The records that follow must be repeated verbatim, every one of them.

▶ [Exercise inputs]
———

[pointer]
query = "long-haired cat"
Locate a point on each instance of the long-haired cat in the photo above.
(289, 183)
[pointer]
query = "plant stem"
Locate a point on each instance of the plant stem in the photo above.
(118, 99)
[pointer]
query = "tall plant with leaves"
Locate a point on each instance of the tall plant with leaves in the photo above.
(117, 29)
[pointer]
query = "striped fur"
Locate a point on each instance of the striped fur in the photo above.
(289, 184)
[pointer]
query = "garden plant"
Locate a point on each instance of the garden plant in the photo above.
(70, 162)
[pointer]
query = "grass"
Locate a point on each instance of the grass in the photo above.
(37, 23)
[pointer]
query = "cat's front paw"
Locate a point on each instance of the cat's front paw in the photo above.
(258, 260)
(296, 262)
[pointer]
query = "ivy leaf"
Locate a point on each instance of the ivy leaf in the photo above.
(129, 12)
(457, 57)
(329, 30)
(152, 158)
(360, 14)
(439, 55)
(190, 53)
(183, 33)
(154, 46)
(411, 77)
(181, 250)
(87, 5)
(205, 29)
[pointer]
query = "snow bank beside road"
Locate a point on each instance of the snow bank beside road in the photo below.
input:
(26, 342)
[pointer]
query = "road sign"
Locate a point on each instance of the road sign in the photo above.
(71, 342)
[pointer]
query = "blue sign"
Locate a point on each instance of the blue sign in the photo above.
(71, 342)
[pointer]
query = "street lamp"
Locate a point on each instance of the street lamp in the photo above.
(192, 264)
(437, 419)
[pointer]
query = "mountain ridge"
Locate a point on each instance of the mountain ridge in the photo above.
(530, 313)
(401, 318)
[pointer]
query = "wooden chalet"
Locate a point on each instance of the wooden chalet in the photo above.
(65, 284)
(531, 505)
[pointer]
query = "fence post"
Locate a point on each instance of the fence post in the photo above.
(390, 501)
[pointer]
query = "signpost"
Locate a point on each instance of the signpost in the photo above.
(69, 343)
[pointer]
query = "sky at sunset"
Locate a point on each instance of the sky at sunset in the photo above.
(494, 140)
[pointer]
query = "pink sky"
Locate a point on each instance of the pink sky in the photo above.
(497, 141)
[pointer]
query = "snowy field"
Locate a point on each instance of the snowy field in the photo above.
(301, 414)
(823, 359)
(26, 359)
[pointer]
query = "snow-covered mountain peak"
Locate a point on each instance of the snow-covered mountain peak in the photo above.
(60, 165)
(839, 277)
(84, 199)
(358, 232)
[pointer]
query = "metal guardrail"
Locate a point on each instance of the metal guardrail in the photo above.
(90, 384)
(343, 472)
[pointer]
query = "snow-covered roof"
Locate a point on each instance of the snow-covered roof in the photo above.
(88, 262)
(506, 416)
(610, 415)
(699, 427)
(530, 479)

———

▶ [Result]
[pointer]
query = "long-haired cat"
Locate a point on each instance of the long-haired cat in the photo above.
(289, 183)
[pointer]
query = "plant stem"
Locate a point on each instance of the plant stem in the photo above.
(118, 99)
[pointer]
query = "tall plant with leaves"
Locate a point on each instance of the tall plant with leaves in the photo above.
(117, 29)
[pointer]
query = "striped fur"
Locate a point on each instance of the striped fur in the photo above.
(289, 184)
[pointer]
query = "garden plant"
Locate a point on each instance of the garden plant in the photo above.
(70, 162)
[pointer]
query = "grass"
Locate a point on each instance of the grass in the photo above.
(37, 23)
[pointer]
query = "cat's front paw"
Locate a point on each instance of the cat's front paw in the photo above.
(258, 260)
(296, 262)
[pointer]
query = "ivy leaf"
Locate a point on each instance of the ivy leaf in the photo above.
(129, 12)
(457, 57)
(329, 30)
(152, 158)
(360, 14)
(439, 55)
(190, 53)
(183, 33)
(154, 46)
(411, 77)
(181, 250)
(87, 5)
(205, 29)
[pointer]
query = "snow bank beside road"
Locate a point on each instance of the snow bank beside road in the photo below.
input:
(26, 342)
[pointer]
query = "road sign"
Locate a point on each instance of the road sign in the photo above.
(71, 342)
[pointer]
query = "blue sign"
Locate a point on each instance of the blue sign in the photo above.
(71, 342)
[pointer]
query = "street lamp"
Locate a point on each instance of the street lamp in the photo above.
(192, 264)
(437, 419)
[pointer]
query = "mountain ridge"
Locate a point on each instance of the mountain ridge in the photo above.
(530, 313)
(401, 318)
[pointer]
query = "wooden chalet"
Locate a point on each instance of the wooden chalet in the photo above.
(65, 284)
(531, 505)
[pointer]
query = "fence post"
Locate a point on each instance of the fence post in the photo above.
(390, 501)
[pointer]
query = "signpost"
Locate a point on each instance of the signpost in the photo above.
(69, 343)
[pointer]
query = "sky at sunset"
Locate a point on each instance of the sky at sunset in the photo above.
(494, 140)
[pointer]
query = "pink sky"
Locate a point on each instance of the pink sky in the photo above.
(497, 141)
[pointer]
query = "snowy field"
Locate a point on each instance of the snowy field in the photo above.
(301, 414)
(823, 359)
(26, 359)
[pointer]
query = "snow-covered mountain peak"
Locate a point on each instance of the snow-covered mountain peak in the photo above.
(60, 165)
(839, 277)
(84, 199)
(358, 232)
[pointer]
query = "metal guardrail"
Locate a point on each instance of the metal guardrail in the photo above.
(90, 384)
(343, 472)
[pointer]
query = "snow-covered roof"
Locate a point on each instance of the snow-covered roof in the photo above.
(88, 262)
(506, 416)
(610, 415)
(699, 427)
(530, 479)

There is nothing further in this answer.